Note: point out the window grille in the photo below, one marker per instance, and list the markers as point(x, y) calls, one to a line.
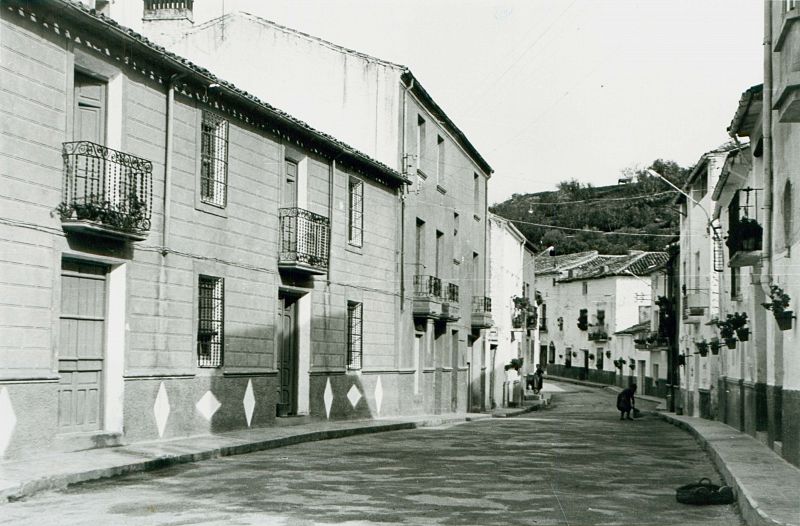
point(214, 157)
point(210, 322)
point(356, 217)
point(354, 330)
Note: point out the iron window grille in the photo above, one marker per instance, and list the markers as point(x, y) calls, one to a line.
point(305, 237)
point(214, 158)
point(210, 324)
point(354, 332)
point(355, 234)
point(481, 304)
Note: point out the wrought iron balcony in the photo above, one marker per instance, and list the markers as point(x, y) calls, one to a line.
point(599, 333)
point(744, 242)
point(106, 192)
point(427, 296)
point(451, 308)
point(305, 241)
point(481, 312)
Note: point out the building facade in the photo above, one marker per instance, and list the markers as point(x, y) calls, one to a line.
point(179, 257)
point(382, 109)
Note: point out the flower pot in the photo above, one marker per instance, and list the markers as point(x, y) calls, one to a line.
point(784, 320)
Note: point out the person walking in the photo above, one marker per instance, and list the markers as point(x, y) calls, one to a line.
point(538, 379)
point(626, 402)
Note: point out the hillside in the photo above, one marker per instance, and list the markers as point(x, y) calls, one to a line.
point(644, 207)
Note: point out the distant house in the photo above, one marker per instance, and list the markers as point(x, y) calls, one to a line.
point(588, 297)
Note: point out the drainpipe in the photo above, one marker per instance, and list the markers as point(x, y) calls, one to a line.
point(766, 133)
point(403, 193)
point(168, 163)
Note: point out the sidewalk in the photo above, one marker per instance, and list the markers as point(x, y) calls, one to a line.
point(767, 487)
point(23, 478)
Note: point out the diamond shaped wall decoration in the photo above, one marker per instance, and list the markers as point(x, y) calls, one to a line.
point(8, 420)
point(354, 395)
point(249, 402)
point(378, 395)
point(328, 398)
point(208, 405)
point(161, 409)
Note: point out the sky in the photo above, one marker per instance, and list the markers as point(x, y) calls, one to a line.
point(550, 90)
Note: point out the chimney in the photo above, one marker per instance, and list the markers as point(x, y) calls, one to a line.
point(165, 21)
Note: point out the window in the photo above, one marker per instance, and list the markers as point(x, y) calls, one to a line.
point(476, 193)
point(354, 344)
point(787, 215)
point(355, 230)
point(214, 159)
point(439, 160)
point(420, 246)
point(420, 140)
point(735, 283)
point(210, 321)
point(700, 187)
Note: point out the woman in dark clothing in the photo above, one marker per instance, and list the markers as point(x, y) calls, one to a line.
point(626, 402)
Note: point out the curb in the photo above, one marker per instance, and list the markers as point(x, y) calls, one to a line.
point(748, 504)
point(14, 492)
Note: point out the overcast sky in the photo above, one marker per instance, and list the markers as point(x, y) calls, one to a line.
point(548, 90)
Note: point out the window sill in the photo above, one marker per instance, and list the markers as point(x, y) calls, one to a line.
point(210, 209)
point(355, 249)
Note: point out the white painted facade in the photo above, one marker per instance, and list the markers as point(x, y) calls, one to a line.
point(699, 301)
point(507, 247)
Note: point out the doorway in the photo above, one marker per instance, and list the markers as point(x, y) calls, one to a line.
point(82, 334)
point(287, 355)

########

- _YOUR GOAL_
Copy out all the data exactly; skip the pictures.

- _WRITTEN RESPONSE_
Note: point out the window grille in the photo below, one marker per instance, and list the markers as point(x, y) calls, one to a line.
point(214, 157)
point(210, 322)
point(356, 217)
point(354, 330)
Note: point out the iron window grille in the photo above, one marker per instance, and list the markers as point(x, y) calls, one to a line.
point(305, 237)
point(214, 158)
point(210, 324)
point(354, 332)
point(355, 234)
point(481, 304)
Note: point out the wrought iron balcony in the photo above, one marker per instance, and list the markers as point(x, y) calls, one to a line.
point(599, 333)
point(744, 242)
point(106, 192)
point(427, 296)
point(451, 308)
point(305, 241)
point(481, 312)
Note: point out the building facade in the photo above, one marker per instance, and list the markers as point(x, y) calls, one to a line.
point(179, 257)
point(382, 109)
Note: point out the flower pot in the photo above, one marker per instance, and list the markers as point(x, y) calls, one to a line.
point(784, 320)
Note: point out the person walking in the photo above, one marker per instance, and list the markers as point(x, y) calls, one to a line.
point(538, 379)
point(626, 402)
Note: point out the hillside in the photo above, one marker per instance, and list the markers as point(x, y) calls, one to a line.
point(644, 207)
Note: point out the distant house in the photo above, one marker per instance, and list the markers as point(x, y) calls, one to a line.
point(588, 297)
Note: point out the drainpipe in the photo above, one marker per instance, and list the markers as point(x, y) calls, one to a line.
point(766, 133)
point(403, 193)
point(168, 163)
Note: point out the sidewalk in the photo above, one marker per instance, and list the markers as point(x, y) calls, one to a line.
point(767, 487)
point(23, 478)
Note: point out the diamond shaped wall decoration in the photo above, one marker per instance, and list the markers as point(x, y) calls, one to a line.
point(8, 420)
point(354, 395)
point(249, 402)
point(378, 395)
point(328, 398)
point(208, 405)
point(161, 409)
Note: point out the sky in the photo above, one marker per instance, and list the markers as point(x, y) calls, one to a line.
point(550, 90)
Note: point out the chimney in the photo above, one marker per instance, and list the markers as point(x, y) calls, one to a line.
point(165, 21)
Note: point out the window in the photo above, one marker per instance, and list the markers as point(x, y) calls, one to a line.
point(476, 193)
point(354, 344)
point(787, 215)
point(355, 230)
point(214, 159)
point(439, 160)
point(420, 246)
point(420, 140)
point(735, 283)
point(210, 321)
point(700, 187)
Note: point out the woman in dark clothing in the photo above, one marker per instance, and list the markers as point(x, y) calls, one to a line.
point(626, 402)
Note: point out the curb in the photo above, one marker per instance, and list the markers as point(x, y) calls, one to a line.
point(748, 504)
point(14, 492)
Note: point out the overcast sky in the photo above, one marker per instance, and list the markers as point(x, y) calls, one to a line.
point(548, 90)
Note: point out the window sill in the photo above, one marker per instance, and list the markers as point(x, y) calls, one to a line.
point(210, 209)
point(355, 249)
Note: point out the white painted facade in the photo above, one marker per instance, and list the markers as point(x, y) calls, one to a line.
point(699, 301)
point(507, 247)
Note: point out the doorway in the photo above, one marker per instance, and list the markers as point(x, y) calls, one to a line.
point(82, 334)
point(287, 355)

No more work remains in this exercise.